-- start DATA LISTING --

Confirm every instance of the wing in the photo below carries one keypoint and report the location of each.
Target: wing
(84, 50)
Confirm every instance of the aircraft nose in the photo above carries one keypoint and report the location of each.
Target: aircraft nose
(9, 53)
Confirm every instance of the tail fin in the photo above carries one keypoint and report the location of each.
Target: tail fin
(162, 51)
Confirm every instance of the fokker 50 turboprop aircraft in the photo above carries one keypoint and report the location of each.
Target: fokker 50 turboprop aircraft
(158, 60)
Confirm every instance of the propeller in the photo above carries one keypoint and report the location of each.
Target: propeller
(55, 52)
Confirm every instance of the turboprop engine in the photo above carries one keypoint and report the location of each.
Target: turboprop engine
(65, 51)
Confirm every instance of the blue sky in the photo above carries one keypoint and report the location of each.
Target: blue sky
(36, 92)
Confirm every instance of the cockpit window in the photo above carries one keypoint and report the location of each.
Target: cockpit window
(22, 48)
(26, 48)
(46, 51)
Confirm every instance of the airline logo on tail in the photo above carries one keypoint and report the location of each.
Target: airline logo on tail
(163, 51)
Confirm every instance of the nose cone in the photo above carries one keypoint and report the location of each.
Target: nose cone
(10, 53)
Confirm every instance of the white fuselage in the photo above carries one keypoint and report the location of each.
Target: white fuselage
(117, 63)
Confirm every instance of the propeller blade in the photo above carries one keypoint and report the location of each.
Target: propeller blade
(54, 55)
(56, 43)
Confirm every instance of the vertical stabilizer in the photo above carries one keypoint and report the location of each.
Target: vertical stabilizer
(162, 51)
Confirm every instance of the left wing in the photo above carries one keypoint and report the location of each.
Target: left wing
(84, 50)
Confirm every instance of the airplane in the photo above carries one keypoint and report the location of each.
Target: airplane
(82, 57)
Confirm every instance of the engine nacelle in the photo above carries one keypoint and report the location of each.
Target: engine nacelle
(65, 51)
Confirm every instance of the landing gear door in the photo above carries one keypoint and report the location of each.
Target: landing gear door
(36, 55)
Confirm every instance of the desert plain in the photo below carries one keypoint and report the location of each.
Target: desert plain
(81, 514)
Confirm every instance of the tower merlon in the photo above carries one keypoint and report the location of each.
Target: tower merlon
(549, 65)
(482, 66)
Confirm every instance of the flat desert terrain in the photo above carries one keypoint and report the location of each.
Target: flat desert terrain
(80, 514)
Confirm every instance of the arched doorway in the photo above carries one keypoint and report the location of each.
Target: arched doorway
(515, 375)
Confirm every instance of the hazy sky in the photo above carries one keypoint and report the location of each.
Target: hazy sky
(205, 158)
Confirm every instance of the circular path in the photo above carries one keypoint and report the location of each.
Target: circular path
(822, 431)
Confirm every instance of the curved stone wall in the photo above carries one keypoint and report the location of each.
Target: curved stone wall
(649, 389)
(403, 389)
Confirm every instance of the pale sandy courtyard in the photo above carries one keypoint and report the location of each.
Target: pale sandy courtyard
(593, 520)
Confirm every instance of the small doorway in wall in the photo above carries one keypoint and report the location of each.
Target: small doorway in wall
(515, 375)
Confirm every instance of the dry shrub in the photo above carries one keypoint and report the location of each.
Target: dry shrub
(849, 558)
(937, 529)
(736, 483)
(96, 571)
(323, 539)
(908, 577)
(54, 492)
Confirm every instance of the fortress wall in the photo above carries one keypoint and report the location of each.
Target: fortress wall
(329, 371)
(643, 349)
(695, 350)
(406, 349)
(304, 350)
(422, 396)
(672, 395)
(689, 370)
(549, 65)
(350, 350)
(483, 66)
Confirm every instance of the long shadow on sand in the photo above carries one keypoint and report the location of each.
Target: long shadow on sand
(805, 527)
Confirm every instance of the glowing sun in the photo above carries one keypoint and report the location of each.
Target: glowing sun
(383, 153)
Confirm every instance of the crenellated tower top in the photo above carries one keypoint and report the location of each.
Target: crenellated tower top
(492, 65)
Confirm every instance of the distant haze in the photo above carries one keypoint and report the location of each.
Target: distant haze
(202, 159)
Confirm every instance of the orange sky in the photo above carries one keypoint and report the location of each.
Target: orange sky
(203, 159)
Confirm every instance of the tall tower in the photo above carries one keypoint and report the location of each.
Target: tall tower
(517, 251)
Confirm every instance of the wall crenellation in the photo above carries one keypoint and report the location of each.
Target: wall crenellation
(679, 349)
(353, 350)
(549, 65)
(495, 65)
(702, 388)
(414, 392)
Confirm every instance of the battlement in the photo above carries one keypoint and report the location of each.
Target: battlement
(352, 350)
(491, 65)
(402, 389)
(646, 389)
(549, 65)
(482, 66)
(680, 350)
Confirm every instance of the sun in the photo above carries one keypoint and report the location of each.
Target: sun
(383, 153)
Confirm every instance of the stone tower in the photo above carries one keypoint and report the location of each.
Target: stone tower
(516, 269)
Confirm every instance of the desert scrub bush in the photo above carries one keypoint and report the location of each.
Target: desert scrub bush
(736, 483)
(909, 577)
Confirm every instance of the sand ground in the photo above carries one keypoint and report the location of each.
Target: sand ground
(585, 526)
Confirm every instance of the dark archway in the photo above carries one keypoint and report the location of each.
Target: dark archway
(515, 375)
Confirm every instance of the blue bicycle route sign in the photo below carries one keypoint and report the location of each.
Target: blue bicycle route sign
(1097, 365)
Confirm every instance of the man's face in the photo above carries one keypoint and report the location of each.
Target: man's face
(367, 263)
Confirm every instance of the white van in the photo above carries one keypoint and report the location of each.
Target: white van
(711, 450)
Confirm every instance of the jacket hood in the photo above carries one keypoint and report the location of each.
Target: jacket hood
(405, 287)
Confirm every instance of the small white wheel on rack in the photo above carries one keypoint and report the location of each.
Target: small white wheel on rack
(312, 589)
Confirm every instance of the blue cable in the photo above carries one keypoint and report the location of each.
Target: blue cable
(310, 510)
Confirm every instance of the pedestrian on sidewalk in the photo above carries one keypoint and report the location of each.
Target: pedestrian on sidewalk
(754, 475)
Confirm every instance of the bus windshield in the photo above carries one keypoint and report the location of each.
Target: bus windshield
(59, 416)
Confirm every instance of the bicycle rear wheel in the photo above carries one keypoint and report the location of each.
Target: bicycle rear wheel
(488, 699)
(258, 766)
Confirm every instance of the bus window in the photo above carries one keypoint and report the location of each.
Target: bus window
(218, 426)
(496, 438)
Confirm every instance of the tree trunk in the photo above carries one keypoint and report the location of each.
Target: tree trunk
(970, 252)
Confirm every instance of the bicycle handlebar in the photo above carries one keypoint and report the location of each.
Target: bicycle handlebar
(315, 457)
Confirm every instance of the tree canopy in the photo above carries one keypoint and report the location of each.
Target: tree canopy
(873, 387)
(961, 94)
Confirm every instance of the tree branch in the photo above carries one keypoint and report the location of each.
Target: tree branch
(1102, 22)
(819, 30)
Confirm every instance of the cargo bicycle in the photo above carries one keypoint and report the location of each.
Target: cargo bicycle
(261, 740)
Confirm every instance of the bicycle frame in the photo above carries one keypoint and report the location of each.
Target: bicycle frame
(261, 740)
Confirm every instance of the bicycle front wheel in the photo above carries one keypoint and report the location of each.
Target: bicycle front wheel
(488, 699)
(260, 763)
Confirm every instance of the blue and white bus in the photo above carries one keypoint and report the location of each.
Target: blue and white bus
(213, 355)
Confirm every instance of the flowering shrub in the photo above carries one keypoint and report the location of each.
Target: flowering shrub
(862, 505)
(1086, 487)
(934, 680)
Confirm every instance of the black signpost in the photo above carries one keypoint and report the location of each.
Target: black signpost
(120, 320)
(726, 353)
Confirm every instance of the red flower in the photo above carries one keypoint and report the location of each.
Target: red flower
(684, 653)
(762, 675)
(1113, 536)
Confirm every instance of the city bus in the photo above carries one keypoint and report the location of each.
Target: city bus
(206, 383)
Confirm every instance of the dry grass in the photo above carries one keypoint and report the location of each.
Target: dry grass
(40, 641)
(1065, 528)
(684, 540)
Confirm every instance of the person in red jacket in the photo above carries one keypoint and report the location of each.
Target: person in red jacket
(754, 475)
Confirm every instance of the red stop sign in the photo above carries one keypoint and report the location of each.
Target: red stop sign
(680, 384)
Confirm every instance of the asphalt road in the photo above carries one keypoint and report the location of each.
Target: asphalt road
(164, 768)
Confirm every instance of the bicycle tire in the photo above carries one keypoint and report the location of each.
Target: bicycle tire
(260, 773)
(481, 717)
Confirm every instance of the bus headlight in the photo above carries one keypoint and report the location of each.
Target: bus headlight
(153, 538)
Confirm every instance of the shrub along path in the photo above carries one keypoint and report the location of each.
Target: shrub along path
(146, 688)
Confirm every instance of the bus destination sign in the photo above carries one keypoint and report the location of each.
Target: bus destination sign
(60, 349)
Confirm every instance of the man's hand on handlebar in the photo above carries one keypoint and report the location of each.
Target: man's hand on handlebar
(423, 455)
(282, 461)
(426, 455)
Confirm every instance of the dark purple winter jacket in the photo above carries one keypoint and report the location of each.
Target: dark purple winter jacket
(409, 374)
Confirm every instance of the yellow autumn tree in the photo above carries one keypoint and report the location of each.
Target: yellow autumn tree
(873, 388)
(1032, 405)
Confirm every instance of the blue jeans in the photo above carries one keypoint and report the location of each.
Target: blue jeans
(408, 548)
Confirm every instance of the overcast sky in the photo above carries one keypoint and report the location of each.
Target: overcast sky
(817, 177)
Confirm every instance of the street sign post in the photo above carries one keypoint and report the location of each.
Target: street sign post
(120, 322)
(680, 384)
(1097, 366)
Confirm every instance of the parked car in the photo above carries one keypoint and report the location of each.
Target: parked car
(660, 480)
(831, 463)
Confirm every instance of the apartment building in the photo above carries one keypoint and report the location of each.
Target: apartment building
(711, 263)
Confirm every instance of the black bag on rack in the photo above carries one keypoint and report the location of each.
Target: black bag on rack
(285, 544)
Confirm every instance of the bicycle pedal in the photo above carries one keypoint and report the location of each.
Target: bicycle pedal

-- end DATA LISTING --

*TASK TO COMPLETE*
All lines from the one with "Confirm every instance of the overcast" through the final line above are to be quoted exactly; quote no other line.

*EXERCISE OUTPUT*
Confirm every instance of the overcast sky in the photo above carries one keypoint and report the location of each.
Target: overcast sky
(817, 177)
Confirm every instance of the street sign post in the photo above carries one keypoint and report the location of each.
Target: street sign post
(120, 322)
(680, 384)
(1097, 366)
Confirm every instance of the parked car in the photo above carries one keypoint and report the location of each.
Target: parked car
(660, 480)
(831, 463)
Confirm every instance of the apartment building in the photo above carries one keypoint and report the location of each.
Target: apartment building
(711, 263)
Confirm every instance of the black bag on rack in the photo above carries one keypoint and report the location of each.
Target: black bag on rack
(285, 544)
Confirm every instance of the bicycle pedal in the photo above carries one keypoint and report the location of each.
Target: bicycle pedal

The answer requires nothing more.